Brano citato:
Intervista a Felix Aarts: un professionista della danza e della fotografia

29 gennaio 2011

Felix, iniziamo dalla tua biografia.

Sono nato a 's-Hertogenbosch, in Olanda. Ho iniziato a studiare danza presso l'Accademia d'arte di Arnhem e mi sono laureato presso il Conservatorio reale dell'Aia nel 1997 in Belle Arti, Facoltà Musica e Danza.

Durante la mia carriera di ballerino ho lavorato con varie compagnie tra cui la Deutsche Staatsoper di Berlino, il Ballet de l'Opéra national du Rhin e il Leipziger Ballett. Ho anche lavorato quattro anni al Friedrichstadt Palast di Berlino, il più grande teatro europeo di spettacolo e rivista. Sono infatti convinto che un artista (non parlo solo dei ballerini) debba essere aperto a generi e ad approcci diversi. Durante la mia carriera ho avuto il piacere di ottenere ruoli solistici, creati apposta per me da coreografi contemporanei come Marco Goecke, Maryse Delante, Jo Strømgren e Andonis Foniadakis, che hanno avuto una grande influenza sulle mie successive creazioni come coreografo. Ho anche danzato in molti ruoli solistici nei balletti di - per citarne solo alcuni - George Balanchine, Maurice Béjart, Jiří Kylián, Uwe Scholz, oltre che nelle opere di repertorio di Rudolf Nureyev, John Cranko, Roland Petit.

A vent'anni ho cominciato a disegnare, poi a dipingere e successivamente ho scoperto la fotografia. Ho iniziato con una piccola macchina digitale, ma presto la mia curiosità è diventata tale da spingermi ad acquistare una macchina professionale. I miei primi interessi fotografici vertevano sugli assetti urbani e su oggetti e forme che trovavo in città. Fu un amico a convincermi che dovevo dedicarmi alla fotografia di danza. Nel frattempo crebbe anche la mia passione per la pittura. Nell'estate del 2009 ho smesso di ballare attivamente per dedicarmi a studi artistici presso la Scuola d'arte Strykejernet di Oslo, in Norvegia.

Tornando alla danza, il mio lavoro con i coreografi contemporanei mi ha profondamente ispirato, tanto che nel 2007 è nata la mia prima creazione per il Leipziger Ballett. Nel 2010 è stata la volta di una coreografia per il Balletto Nazionale Norvegese.

La tua personalità artistica è molto ricca: come hai appena detto, sei ballerino professionista, fotografo e pittore. Che cosa pensi della sinergia fra i diversi linguaggi artistici?

Penso che ci sia un parallelismo fra i diversi campi artistici in cui opero. Indipendentemente dalla forma d'arte in cui mi sto esprimendo, traggo ispirazione dall'ambiente e dall'osservazione degli esseri umani nelle loro situazioni giornaliere.

Come ballerino ho sviluppato una forte consapevolezza sia del mio corpo sia di quello degli altri danzatori e la capacità di esprimere le emozioni attraverso il corpo. Questa conoscenza mi aiuta molto, quando fotografo, nella ricerca dell'esatta postura e delle espressioni del viso. Grazie alla danza ho anche sviluppato la consapevolezza dello spazio, che influenza i miei dipinti e le mie installazioni. Secondo i miei insegnanti della Scuola d'arte Strykejernet, ho un talento naturale per la composizione. Penso che questo sia dovuto alla mia carriera tersicorea, durante la quale ho imparato, attraverso il mio corpo, a interpretare storie e a esprimere umori ed emozioni.

Dati forniti:
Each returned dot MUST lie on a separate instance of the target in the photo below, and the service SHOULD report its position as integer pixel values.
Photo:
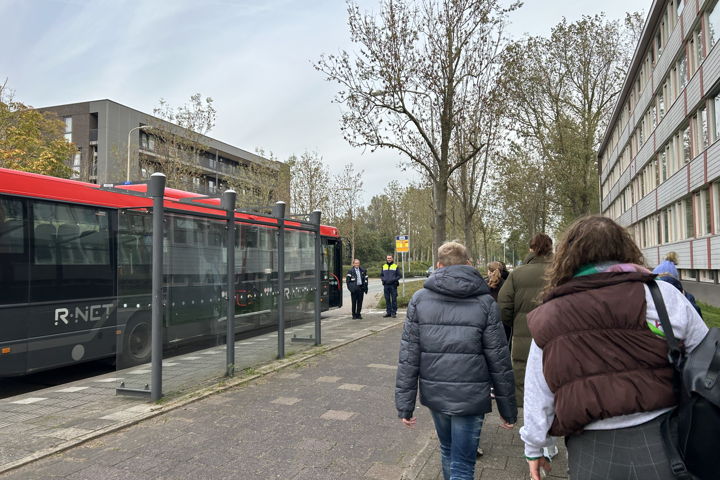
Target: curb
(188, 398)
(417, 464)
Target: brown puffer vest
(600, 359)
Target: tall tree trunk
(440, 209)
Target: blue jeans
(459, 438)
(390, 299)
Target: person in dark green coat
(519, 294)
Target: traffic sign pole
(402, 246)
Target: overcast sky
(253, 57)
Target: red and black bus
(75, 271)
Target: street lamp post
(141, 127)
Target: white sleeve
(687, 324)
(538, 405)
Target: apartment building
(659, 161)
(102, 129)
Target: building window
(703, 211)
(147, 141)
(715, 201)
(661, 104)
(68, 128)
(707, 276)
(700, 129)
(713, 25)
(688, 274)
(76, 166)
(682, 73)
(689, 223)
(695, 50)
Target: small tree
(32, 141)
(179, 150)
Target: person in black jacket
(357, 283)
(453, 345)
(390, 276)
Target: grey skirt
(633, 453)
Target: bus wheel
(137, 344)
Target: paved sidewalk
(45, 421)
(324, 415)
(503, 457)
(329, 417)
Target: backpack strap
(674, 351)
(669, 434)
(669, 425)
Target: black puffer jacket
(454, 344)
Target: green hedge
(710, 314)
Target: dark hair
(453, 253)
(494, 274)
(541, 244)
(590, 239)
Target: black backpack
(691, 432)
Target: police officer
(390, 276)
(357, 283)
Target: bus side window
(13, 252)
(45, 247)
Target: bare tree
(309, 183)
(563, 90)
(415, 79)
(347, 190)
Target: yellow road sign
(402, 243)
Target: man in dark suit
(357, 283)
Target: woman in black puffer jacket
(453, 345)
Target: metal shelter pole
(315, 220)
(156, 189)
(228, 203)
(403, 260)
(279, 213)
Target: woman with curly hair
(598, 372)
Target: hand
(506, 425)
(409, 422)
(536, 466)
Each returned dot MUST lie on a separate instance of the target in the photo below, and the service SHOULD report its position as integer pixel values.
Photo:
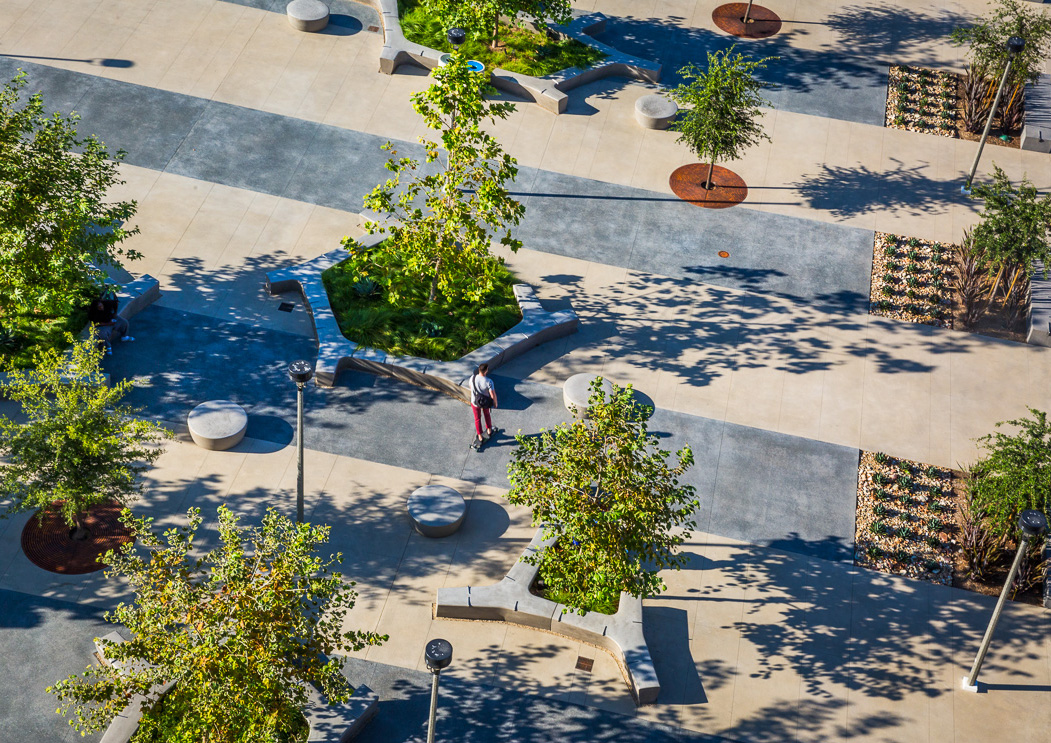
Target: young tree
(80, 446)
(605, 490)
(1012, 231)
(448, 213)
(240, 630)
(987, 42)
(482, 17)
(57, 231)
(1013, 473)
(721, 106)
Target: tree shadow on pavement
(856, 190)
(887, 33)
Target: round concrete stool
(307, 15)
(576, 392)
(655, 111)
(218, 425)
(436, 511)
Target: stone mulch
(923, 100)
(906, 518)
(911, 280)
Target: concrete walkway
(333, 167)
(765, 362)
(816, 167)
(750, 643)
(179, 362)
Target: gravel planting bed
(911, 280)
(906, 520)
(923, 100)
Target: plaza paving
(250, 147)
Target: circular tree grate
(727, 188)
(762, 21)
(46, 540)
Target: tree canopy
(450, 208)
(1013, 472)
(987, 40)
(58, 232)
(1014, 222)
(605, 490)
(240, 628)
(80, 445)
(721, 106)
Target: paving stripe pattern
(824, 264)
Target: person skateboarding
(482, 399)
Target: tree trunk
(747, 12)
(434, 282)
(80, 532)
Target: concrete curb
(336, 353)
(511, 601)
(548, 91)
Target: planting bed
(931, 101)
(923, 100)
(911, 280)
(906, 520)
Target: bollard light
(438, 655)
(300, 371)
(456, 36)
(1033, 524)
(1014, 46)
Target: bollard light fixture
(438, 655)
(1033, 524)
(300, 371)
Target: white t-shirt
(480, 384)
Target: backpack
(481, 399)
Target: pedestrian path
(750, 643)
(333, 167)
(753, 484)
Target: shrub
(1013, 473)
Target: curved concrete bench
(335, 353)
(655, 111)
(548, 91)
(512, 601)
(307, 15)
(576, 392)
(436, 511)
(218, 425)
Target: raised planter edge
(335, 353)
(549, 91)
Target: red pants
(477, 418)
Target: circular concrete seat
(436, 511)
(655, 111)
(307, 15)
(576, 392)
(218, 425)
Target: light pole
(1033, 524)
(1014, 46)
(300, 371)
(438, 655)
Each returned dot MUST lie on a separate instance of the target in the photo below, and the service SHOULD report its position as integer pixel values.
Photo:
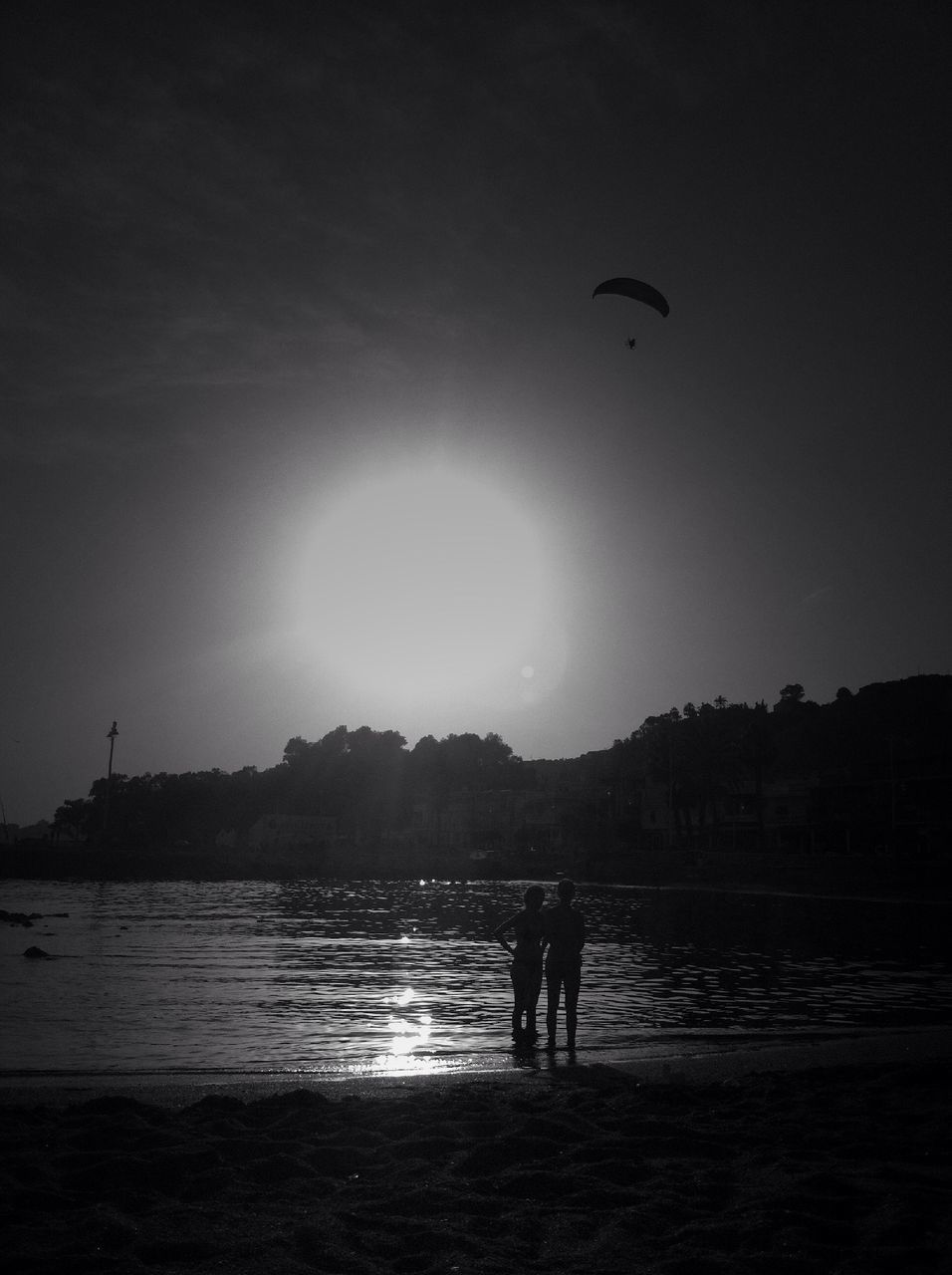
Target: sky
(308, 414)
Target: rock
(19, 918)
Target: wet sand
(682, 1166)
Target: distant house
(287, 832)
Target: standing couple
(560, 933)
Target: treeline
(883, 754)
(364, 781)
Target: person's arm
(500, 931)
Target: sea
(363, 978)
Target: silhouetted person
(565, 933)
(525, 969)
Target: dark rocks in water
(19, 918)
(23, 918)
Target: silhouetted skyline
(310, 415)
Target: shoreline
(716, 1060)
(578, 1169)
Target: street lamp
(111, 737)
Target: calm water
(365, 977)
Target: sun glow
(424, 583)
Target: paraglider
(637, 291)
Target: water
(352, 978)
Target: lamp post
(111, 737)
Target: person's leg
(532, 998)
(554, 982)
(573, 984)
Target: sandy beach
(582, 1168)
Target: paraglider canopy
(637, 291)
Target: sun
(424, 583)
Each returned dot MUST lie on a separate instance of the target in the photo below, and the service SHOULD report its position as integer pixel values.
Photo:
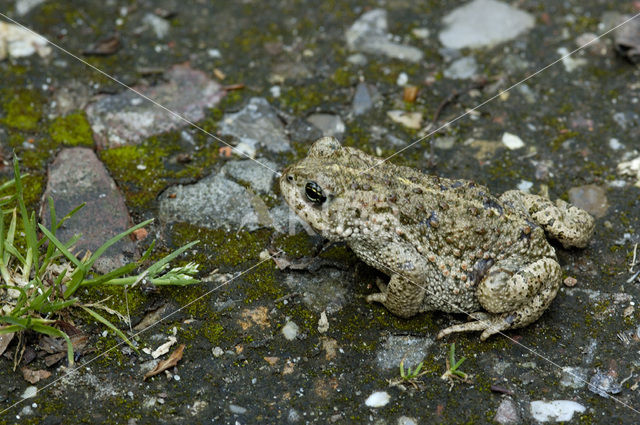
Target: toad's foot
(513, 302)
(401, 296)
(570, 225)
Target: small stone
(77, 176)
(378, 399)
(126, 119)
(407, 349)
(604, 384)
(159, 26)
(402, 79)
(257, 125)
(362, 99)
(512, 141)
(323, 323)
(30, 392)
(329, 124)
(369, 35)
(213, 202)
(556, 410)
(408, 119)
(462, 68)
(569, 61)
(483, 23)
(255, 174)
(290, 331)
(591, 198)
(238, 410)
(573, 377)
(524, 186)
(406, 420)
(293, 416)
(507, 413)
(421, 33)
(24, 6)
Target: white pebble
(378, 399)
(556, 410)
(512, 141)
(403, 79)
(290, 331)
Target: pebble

Esercizi proposti:
1: Restituisci senza alcuna modifica il passo dell'intervista a Felix Aarts che va da "La tua personalità" fino a "diversi linguaggi artistici?" incluso.
2: Riprendi l'intervista a Felix Aarts dal punto in cui si interrompe e portala avanti.
Le voci elencate qui non vengono utilizzate.

Risultati per esercizio:
1:
La tua personalità artistica è molto ricca: come hai appena detto, sei ballerino professionista, fotografo e pittore. Che cosa pensi della sinergia fra i diversi linguaggi artistici?

2:
Nella mia fotografia mi piace attrarre l'attenzione di chi guarda sui dettagli, con scatti ad alcune parti del corpo, anziché al corpo nel suo insieme. In questo caso esso diventa una forma che io tratto come un'opera d'arte. Quindi è come se si trattasse di una forma che dipingo sulla tela e non di una fotografia.

Dopo aver sperimentato la pittura ho creato tante installazioni: questo mi ha permesso di estendere la mia capacità espressiva dalla tela allo spazio, trasformando quest'ultimo in un dipinto tridimensionale. Molte installazioni assomigliano al décor per un balletto o per un'opera teatrale e io riesco a vedere i ballerini che si muovono all'interno di essi. Sento che, nella mia testa, si svolge un dialogo costante fra le diverse arti di cui mi occupo. Superficialmente non c'è una connessione diretta, ma l'intenzione e il fine artistico sono unici e non riesco a pensare ad un'arte senza l'altra.

Perché hai deciso di smettere di danzare per sviluppare la tua personalità in diversi campi artistici?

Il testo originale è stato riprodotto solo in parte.